Aim —
From the listing below, reproduce word for word the lines starting at the one containing "Exercise. Mark the ribbon bow" and ending at the one containing "pixel 440 320", both included.

Items —
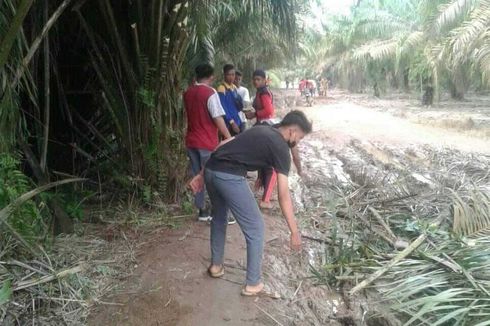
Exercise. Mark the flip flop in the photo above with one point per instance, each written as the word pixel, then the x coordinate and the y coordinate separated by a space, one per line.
pixel 217 274
pixel 265 293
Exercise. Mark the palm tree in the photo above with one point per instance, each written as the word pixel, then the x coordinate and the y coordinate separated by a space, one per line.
pixel 138 57
pixel 430 43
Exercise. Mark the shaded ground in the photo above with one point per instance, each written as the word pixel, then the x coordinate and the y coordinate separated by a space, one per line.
pixel 169 285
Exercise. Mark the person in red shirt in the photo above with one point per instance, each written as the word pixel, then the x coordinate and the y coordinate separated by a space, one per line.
pixel 204 119
pixel 265 114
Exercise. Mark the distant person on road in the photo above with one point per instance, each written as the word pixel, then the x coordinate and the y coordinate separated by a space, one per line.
pixel 225 178
pixel 244 96
pixel 204 119
pixel 324 87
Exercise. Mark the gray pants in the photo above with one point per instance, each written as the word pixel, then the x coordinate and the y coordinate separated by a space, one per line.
pixel 198 158
pixel 228 191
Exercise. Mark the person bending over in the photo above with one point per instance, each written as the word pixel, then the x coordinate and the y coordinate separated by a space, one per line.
pixel 225 179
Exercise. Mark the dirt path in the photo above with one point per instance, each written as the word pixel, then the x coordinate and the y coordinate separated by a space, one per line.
pixel 344 120
pixel 170 286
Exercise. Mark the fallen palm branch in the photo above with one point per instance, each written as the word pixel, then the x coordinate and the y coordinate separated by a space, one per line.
pixel 48 278
pixel 407 251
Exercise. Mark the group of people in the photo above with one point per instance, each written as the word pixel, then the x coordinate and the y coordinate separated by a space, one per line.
pixel 222 167
pixel 319 87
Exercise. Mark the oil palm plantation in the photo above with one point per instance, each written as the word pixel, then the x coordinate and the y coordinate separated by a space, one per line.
pixel 423 44
pixel 93 87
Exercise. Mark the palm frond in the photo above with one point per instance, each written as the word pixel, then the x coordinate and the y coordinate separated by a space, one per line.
pixel 471 214
pixel 413 40
pixel 376 50
pixel 452 13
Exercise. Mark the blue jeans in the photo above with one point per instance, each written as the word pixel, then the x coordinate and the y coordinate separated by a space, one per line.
pixel 198 159
pixel 228 191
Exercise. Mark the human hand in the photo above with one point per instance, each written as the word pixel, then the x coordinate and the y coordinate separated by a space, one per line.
pixel 250 114
pixel 295 242
pixel 235 128
pixel 197 183
pixel 301 174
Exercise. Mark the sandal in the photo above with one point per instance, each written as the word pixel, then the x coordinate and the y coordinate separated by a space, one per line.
pixel 217 274
pixel 266 293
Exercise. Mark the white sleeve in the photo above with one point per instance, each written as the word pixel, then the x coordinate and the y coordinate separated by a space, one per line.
pixel 214 106
pixel 246 96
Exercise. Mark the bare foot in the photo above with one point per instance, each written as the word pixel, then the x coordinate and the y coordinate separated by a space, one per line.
pixel 254 288
pixel 265 205
pixel 216 271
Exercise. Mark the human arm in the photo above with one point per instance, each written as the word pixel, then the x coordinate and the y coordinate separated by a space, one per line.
pixel 219 122
pixel 267 110
pixel 297 160
pixel 286 205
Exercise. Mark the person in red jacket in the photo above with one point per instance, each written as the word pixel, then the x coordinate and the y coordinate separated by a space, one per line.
pixel 204 119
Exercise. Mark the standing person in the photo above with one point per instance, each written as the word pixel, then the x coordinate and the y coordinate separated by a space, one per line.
pixel 244 96
pixel 265 114
pixel 230 100
pixel 204 119
pixel 224 174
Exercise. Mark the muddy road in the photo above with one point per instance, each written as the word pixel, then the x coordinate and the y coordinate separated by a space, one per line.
pixel 351 143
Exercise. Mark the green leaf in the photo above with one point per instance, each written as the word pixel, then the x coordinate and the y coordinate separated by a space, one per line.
pixel 5 292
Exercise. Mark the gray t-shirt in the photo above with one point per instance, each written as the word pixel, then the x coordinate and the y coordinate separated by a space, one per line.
pixel 257 148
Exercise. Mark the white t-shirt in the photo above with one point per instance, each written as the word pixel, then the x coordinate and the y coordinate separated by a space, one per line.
pixel 214 104
pixel 245 95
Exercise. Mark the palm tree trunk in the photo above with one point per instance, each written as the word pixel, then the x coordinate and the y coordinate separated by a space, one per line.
pixel 14 29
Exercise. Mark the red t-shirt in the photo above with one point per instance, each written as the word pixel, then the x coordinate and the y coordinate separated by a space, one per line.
pixel 202 133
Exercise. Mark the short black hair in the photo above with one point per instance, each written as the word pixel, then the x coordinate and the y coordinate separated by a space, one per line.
pixel 227 68
pixel 297 118
pixel 259 73
pixel 204 70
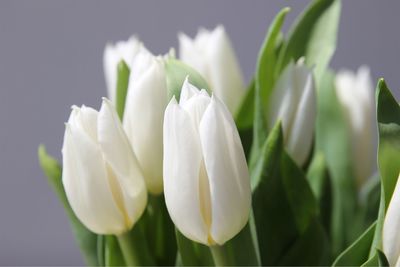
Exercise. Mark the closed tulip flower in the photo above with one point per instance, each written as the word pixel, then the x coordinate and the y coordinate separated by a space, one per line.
pixel 293 101
pixel 206 180
pixel 144 115
pixel 355 93
pixel 212 55
pixel 113 54
pixel 102 179
pixel 391 226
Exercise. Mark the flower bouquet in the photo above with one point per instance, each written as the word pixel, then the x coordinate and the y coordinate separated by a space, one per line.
pixel 185 165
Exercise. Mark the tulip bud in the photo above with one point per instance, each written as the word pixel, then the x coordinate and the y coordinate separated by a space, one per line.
pixel 144 115
pixel 206 180
pixel 293 101
pixel 113 54
pixel 391 226
pixel 102 179
pixel 355 93
pixel 212 55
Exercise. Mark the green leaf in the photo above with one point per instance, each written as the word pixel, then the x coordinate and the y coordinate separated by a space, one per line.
pixel 264 83
pixel 314 36
pixel 192 253
pixel 320 183
pixel 382 259
pixel 331 139
pixel 112 254
pixel 176 72
pixel 284 208
pixel 243 248
pixel 86 240
pixel 122 87
pixel 388 116
pixel 245 116
pixel 388 113
pixel 358 252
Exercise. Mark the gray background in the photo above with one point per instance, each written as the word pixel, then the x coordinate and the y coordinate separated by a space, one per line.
pixel 51 58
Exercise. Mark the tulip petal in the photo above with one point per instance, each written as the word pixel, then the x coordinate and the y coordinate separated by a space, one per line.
pixel 124 172
pixel 224 70
pixel 86 184
pixel 188 90
pixel 227 171
pixel 302 129
pixel 391 226
pixel 144 115
pixel 182 161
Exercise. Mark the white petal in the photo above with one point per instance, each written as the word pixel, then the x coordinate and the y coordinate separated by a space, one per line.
pixel 302 129
pixel 86 184
pixel 355 93
pixel 182 161
pixel 188 90
pixel 225 74
pixel 143 120
pixel 125 175
pixel 391 226
pixel 227 171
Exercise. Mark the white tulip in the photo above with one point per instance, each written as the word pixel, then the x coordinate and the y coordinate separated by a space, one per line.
pixel 391 226
pixel 355 93
pixel 212 55
pixel 102 179
pixel 293 101
pixel 113 54
pixel 206 180
pixel 144 115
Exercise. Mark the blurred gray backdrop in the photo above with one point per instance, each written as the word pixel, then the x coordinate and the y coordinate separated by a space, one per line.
pixel 51 57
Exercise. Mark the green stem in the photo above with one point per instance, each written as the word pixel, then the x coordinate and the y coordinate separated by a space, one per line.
pixel 134 247
pixel 129 249
pixel 221 256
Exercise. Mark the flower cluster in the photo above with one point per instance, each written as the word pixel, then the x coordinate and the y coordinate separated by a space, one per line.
pixel 183 164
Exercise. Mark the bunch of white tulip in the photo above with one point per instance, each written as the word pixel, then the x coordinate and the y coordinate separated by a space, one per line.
pixel 163 165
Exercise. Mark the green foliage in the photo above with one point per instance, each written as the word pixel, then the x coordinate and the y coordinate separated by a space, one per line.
pixel 176 72
pixel 87 241
pixel 122 87
pixel 285 210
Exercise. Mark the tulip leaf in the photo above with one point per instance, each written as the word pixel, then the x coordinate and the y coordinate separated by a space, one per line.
pixel 192 253
pixel 331 139
pixel 112 252
pixel 388 116
pixel 86 240
pixel 320 183
pixel 388 113
pixel 285 210
pixel 357 253
pixel 313 36
pixel 264 81
pixel 176 72
pixel 122 87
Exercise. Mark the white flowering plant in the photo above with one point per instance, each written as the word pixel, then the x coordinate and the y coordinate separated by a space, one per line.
pixel 184 165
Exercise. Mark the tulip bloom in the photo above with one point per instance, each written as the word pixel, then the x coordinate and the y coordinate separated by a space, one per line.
pixel 391 226
pixel 113 54
pixel 293 101
pixel 144 115
pixel 355 93
pixel 206 180
pixel 102 179
pixel 212 55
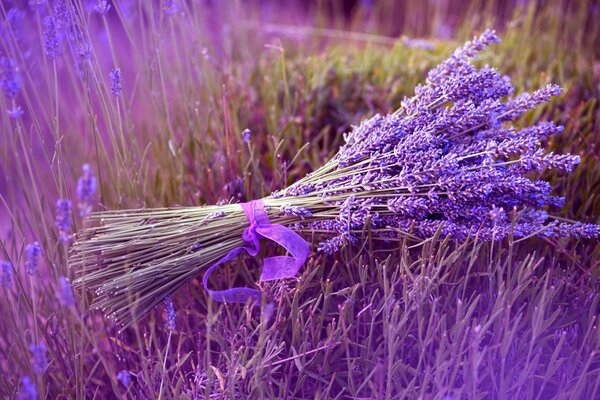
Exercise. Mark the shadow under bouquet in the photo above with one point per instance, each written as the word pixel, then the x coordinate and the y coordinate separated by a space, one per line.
pixel 448 161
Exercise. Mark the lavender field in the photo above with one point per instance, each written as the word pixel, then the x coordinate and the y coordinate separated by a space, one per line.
pixel 432 168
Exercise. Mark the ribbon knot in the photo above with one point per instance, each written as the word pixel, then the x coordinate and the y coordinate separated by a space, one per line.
pixel 278 267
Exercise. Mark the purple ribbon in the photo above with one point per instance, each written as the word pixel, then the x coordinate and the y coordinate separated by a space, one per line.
pixel 278 267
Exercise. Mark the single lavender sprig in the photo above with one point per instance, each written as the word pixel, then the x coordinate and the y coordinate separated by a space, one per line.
pixel 6 274
pixel 54 36
pixel 116 82
pixel 170 312
pixel 102 7
pixel 65 292
pixel 246 134
pixel 87 187
pixel 38 358
pixel 33 253
pixel 10 83
pixel 27 390
pixel 124 377
pixel 63 220
pixel 170 7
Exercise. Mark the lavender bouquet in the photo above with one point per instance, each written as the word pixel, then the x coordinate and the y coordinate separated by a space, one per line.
pixel 447 161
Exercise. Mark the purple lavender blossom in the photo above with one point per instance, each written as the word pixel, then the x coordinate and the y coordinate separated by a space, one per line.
pixel 10 84
pixel 53 36
pixel 13 25
pixel 170 312
pixel 15 112
pixel 246 133
pixel 87 186
pixel 65 292
pixel 38 358
pixel 63 221
pixel 36 3
pixel 116 82
pixel 102 7
pixel 6 272
pixel 297 211
pixel 124 377
pixel 27 390
pixel 170 7
pixel 33 253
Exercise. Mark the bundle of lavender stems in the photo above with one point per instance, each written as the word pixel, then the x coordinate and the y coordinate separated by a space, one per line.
pixel 448 161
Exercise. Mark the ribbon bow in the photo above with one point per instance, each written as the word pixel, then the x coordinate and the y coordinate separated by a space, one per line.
pixel 278 267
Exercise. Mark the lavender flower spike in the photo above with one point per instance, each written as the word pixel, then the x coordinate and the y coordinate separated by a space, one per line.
pixel 171 313
pixel 6 272
pixel 10 84
pixel 116 82
pixel 33 253
pixel 27 390
pixel 87 186
pixel 124 377
pixel 63 221
pixel 65 294
pixel 38 358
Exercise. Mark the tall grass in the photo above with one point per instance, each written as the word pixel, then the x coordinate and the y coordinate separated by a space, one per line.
pixel 440 320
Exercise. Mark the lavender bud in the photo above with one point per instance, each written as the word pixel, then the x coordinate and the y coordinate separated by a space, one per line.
pixel 33 253
pixel 53 37
pixel 6 272
pixel 65 294
pixel 10 84
pixel 15 112
pixel 38 358
pixel 87 187
pixel 124 377
pixel 116 82
pixel 170 7
pixel 27 390
pixel 102 7
pixel 63 221
pixel 171 313
pixel 246 133
pixel 296 211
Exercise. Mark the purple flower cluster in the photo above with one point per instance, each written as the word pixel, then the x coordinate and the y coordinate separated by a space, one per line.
pixel 38 358
pixel 33 253
pixel 116 85
pixel 63 220
pixel 124 377
pixel 10 84
pixel 62 26
pixel 65 292
pixel 449 159
pixel 170 312
pixel 6 272
pixel 246 134
pixel 87 186
pixel 27 390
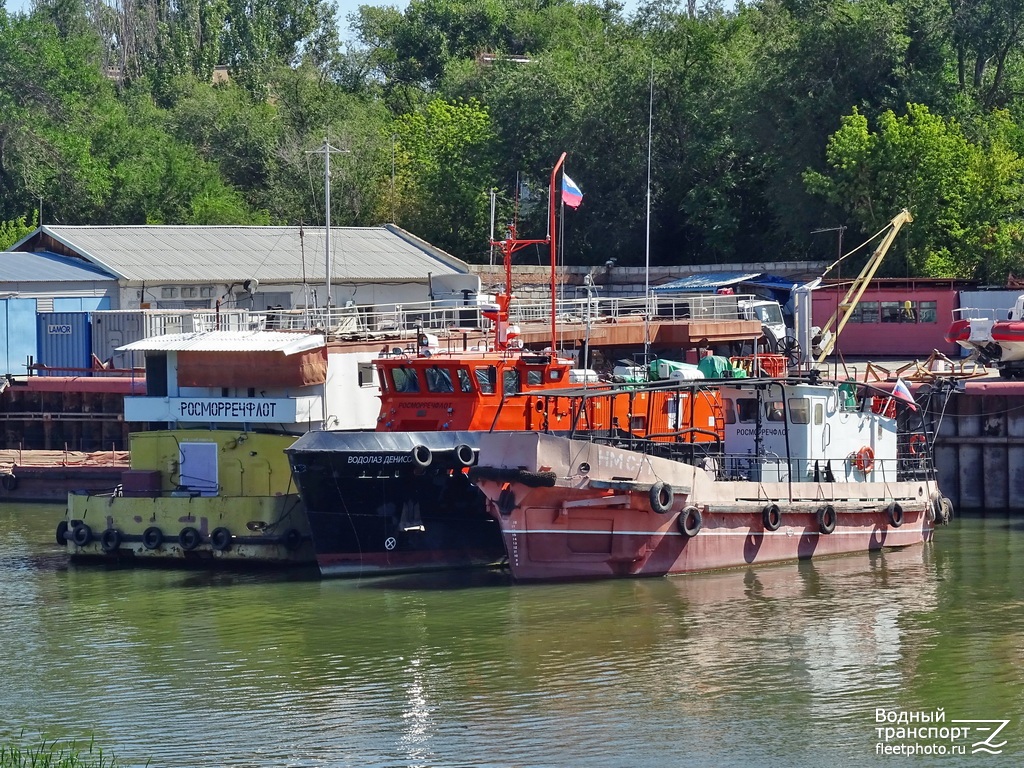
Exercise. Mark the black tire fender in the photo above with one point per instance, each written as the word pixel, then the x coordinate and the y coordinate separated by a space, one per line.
pixel 690 521
pixel 220 540
pixel 895 513
pixel 660 496
pixel 189 539
pixel 81 535
pixel 153 538
pixel 464 455
pixel 110 541
pixel 771 516
pixel 422 457
pixel 826 518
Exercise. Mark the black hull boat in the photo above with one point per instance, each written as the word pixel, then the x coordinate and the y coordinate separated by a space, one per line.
pixel 379 503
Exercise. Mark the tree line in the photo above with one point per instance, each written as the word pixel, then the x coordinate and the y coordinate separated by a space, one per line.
pixel 763 127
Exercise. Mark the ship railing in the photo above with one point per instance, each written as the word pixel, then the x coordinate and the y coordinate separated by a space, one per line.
pixel 386 318
pixel 986 313
pixel 662 306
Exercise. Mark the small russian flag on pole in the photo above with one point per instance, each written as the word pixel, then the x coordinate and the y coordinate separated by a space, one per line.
pixel 901 391
pixel 570 193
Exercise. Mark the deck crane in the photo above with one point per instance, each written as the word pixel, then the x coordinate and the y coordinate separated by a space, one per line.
pixel 858 286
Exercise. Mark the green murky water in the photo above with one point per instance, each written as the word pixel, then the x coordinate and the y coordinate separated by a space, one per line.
pixel 783 666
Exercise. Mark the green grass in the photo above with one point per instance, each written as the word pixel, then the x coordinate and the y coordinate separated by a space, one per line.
pixel 55 754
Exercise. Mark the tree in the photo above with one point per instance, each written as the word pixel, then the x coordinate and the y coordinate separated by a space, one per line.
pixel 965 193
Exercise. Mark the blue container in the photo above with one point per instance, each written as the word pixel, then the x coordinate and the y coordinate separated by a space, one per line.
pixel 17 335
pixel 64 342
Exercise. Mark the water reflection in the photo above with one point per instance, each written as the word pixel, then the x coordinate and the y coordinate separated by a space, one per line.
pixel 734 668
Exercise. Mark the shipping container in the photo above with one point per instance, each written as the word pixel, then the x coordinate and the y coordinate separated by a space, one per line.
pixel 64 342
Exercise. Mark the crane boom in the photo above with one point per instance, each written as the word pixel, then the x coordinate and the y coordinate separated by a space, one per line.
pixel 859 285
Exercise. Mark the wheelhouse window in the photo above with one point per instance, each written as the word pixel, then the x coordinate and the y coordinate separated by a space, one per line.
pixel 510 382
pixel 367 378
pixel 800 411
pixel 729 407
pixel 406 380
pixel 438 379
pixel 485 379
pixel 747 409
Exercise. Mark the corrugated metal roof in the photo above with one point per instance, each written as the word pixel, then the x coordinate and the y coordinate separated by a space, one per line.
pixel 707 282
pixel 48 267
pixel 228 341
pixel 221 254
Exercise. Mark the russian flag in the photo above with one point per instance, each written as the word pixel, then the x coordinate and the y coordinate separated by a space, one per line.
pixel 570 193
pixel 902 392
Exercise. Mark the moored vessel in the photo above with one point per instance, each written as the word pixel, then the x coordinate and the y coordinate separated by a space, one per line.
pixel 785 469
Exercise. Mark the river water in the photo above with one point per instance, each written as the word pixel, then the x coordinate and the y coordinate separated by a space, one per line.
pixel 816 664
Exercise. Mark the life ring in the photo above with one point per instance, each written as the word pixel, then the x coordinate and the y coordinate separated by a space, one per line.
pixel 110 540
pixel 189 539
pixel 464 456
pixel 826 518
pixel 863 460
pixel 945 510
pixel 506 502
pixel 422 457
pixel 81 535
pixel 153 538
pixel 895 512
pixel 662 496
pixel 220 540
pixel 690 521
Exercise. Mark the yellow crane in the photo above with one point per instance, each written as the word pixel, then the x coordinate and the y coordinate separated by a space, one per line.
pixel 858 286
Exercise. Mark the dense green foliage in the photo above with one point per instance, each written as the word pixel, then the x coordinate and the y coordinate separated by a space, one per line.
pixel 768 121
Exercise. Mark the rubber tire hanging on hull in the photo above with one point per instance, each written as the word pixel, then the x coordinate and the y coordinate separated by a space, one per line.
pixel 464 456
pixel 189 539
pixel 690 521
pixel 220 540
pixel 662 496
pixel 81 535
pixel 771 516
pixel 826 518
pixel 110 541
pixel 421 457
pixel 153 538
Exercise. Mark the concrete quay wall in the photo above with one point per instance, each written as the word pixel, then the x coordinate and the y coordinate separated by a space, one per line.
pixel 979 446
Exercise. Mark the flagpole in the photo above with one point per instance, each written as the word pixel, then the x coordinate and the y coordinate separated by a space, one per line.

Response —
Exercise. Mark the ribbon bow in the photo above with one point per instance, each written as the word pixel, then the x coordinate and the y coordinate separated by a space, one per line.
pixel 278 267
Exercise. Mark the lavender flower spike in the photo above with one point per instance, each written as the word pixel, then the x coordinate and the y coordinate separated by a space, one per line.
pixel 171 313
pixel 6 272
pixel 10 84
pixel 116 82
pixel 33 253
pixel 27 390
pixel 87 186
pixel 124 377
pixel 63 221
pixel 65 294
pixel 38 358
Exercise. Mark the tall grass in the photo above with one point per instance, each written as the word pixel, then the x coordinate and the y coordinate separated by a space, one per line.
pixel 440 320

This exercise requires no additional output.